Count the lines in the items below that contain the word "ceiling", treating case as significant, and give only the number.
******
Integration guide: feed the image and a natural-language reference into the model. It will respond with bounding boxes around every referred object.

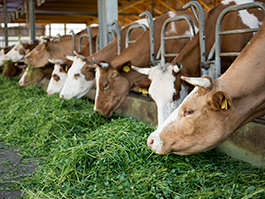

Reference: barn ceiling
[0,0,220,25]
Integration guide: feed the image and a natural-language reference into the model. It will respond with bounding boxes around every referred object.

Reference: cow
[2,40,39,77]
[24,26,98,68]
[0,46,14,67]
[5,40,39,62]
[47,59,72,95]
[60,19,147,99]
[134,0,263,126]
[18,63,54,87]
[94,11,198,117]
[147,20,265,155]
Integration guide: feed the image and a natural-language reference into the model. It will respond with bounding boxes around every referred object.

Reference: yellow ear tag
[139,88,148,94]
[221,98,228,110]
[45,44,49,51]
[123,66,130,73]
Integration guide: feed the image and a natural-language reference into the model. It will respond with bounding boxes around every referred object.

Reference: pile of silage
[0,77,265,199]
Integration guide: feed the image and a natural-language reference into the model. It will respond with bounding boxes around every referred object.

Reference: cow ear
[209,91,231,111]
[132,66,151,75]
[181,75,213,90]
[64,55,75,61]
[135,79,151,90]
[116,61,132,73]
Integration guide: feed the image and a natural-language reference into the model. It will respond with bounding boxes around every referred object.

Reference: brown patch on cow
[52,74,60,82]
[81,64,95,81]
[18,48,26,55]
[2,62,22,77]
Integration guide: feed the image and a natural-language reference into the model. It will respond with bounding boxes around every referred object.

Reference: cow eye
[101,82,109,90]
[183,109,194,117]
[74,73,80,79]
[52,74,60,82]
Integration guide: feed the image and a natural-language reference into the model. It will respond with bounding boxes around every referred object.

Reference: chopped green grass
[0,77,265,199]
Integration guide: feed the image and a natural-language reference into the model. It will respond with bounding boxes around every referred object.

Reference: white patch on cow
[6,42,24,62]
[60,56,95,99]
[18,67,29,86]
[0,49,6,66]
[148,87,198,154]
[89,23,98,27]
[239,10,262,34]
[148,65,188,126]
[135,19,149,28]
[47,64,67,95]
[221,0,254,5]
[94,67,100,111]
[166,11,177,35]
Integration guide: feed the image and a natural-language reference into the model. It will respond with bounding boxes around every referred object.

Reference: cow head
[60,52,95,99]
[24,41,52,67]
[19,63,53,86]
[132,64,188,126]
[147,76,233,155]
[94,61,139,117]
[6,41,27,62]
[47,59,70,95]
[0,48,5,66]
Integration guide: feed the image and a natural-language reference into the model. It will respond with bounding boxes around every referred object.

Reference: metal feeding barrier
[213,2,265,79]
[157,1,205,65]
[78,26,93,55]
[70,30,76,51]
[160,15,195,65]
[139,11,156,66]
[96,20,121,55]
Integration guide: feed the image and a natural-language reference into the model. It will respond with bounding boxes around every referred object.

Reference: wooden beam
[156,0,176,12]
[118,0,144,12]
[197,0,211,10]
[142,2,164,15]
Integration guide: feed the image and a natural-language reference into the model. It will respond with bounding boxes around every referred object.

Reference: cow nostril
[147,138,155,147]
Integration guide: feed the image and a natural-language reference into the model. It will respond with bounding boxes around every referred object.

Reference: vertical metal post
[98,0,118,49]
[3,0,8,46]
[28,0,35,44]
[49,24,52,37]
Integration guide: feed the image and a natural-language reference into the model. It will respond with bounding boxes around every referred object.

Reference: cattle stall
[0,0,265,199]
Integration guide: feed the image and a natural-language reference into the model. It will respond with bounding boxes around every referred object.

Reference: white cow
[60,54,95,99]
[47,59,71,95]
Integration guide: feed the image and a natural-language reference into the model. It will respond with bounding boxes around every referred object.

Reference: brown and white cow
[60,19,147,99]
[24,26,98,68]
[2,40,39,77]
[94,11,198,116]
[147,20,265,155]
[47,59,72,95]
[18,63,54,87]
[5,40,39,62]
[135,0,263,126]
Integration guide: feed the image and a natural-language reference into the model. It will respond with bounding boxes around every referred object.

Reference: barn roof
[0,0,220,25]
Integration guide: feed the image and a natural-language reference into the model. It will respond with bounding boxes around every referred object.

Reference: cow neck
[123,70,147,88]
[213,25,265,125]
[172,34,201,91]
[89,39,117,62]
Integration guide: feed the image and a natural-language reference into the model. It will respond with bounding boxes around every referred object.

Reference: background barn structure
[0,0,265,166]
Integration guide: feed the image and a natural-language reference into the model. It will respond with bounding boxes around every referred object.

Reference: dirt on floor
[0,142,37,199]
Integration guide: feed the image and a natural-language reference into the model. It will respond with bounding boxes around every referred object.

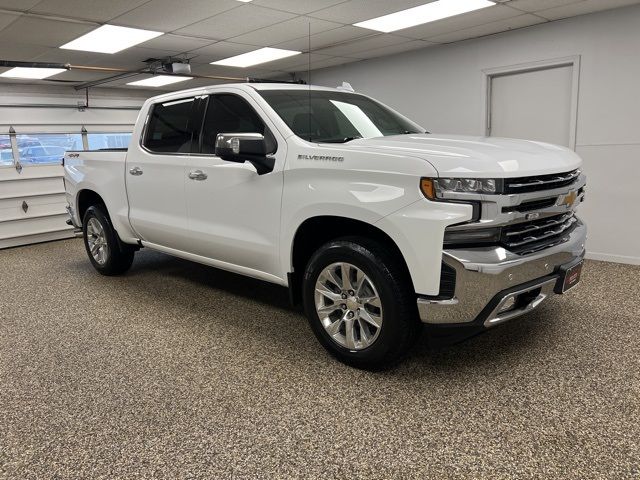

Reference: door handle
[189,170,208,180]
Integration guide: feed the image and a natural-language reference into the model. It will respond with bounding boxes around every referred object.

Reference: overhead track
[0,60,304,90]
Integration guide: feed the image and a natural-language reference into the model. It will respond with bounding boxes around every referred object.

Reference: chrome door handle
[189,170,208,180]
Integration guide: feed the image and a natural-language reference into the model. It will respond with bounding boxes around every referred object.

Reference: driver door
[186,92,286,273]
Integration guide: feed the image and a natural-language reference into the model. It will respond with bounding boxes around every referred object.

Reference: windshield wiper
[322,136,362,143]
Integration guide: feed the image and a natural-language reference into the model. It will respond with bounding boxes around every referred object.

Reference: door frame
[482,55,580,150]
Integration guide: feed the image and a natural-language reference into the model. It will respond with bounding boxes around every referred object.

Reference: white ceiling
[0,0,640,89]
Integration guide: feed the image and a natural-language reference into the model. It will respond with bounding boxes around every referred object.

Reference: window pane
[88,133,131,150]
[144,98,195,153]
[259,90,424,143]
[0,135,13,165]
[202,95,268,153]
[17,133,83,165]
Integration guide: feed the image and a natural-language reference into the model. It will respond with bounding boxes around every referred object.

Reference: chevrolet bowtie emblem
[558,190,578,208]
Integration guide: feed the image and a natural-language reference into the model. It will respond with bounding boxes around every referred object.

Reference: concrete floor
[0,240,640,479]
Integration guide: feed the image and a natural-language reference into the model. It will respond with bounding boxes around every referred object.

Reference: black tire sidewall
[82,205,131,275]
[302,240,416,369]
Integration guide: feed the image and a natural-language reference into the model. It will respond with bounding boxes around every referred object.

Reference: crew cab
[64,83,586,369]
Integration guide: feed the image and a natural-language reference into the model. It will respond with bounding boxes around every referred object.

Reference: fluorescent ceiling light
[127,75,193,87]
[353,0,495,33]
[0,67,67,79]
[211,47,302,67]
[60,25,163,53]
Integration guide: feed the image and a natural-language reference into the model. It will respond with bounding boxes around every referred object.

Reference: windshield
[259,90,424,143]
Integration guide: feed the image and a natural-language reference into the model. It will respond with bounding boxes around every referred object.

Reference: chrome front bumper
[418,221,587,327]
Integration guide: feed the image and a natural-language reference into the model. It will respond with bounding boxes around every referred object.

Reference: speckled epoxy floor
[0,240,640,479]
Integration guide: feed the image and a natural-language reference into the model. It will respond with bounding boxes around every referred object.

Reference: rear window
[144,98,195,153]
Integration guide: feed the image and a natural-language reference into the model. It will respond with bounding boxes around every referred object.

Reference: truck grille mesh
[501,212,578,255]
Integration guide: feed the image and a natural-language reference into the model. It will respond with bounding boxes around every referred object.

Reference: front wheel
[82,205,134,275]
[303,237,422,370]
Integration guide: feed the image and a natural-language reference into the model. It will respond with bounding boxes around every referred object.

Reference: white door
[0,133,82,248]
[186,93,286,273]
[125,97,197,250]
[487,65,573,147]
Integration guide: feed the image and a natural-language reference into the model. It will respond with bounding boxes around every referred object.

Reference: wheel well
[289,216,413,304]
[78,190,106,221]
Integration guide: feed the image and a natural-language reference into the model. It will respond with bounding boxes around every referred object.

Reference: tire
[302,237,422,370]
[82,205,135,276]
******
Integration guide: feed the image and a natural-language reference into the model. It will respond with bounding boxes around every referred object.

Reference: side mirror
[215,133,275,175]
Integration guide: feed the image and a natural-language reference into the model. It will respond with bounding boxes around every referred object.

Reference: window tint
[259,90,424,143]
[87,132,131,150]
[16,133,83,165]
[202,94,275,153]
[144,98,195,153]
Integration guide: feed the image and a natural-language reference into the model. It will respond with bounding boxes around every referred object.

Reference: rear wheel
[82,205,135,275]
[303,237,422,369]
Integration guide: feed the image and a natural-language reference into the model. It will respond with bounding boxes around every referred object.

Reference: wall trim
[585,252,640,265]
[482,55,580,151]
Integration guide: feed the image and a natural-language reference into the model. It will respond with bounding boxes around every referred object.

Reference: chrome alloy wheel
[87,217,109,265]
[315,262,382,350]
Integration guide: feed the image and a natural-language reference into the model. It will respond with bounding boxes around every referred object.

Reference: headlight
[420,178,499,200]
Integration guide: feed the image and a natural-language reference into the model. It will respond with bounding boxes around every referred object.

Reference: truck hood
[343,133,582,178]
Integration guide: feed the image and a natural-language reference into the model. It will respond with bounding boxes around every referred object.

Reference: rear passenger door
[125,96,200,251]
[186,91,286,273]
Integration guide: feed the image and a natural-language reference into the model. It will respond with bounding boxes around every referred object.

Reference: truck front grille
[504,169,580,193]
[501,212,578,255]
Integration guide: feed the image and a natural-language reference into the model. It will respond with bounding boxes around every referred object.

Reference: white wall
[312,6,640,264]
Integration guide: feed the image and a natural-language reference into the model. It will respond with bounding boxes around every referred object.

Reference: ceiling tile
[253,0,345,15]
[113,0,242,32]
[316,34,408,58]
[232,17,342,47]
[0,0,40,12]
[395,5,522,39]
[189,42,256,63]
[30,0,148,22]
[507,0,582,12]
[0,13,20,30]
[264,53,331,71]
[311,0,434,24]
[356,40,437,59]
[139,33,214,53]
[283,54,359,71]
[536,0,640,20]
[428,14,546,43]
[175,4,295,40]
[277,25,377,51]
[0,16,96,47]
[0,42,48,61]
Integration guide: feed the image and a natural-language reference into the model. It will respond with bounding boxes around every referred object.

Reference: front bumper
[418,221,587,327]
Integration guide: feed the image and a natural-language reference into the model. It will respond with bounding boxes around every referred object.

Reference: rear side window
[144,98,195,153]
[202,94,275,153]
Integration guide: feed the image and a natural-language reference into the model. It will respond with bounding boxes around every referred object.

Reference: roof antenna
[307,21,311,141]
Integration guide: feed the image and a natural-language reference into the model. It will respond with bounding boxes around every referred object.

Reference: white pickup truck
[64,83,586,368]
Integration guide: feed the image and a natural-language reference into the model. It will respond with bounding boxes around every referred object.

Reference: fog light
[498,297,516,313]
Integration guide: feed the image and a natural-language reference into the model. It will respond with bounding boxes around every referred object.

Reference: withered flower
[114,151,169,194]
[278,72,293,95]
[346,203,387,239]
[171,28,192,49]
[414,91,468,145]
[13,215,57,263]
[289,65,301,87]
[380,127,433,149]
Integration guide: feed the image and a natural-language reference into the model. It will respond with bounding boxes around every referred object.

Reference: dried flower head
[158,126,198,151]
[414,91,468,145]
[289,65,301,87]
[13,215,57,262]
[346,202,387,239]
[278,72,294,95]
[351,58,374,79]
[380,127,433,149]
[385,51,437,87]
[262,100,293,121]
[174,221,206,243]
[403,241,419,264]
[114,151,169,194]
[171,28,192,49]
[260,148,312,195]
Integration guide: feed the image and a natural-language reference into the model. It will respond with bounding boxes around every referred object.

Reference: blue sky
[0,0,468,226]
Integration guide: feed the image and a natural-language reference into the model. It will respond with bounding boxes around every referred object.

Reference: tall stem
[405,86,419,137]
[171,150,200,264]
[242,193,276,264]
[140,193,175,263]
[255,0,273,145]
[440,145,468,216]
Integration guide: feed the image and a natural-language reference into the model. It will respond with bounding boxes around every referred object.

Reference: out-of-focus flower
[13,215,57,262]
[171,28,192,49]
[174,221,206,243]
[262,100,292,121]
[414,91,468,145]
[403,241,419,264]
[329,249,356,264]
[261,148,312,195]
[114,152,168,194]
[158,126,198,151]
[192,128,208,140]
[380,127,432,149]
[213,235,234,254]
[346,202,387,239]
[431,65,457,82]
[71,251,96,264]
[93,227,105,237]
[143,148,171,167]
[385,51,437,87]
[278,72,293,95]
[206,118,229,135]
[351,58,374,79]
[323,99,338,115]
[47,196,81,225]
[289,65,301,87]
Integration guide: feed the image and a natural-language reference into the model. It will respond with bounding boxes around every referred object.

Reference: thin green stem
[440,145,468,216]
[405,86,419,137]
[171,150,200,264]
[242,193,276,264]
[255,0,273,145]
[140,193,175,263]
******
(EXERCISE RESPONSE): 4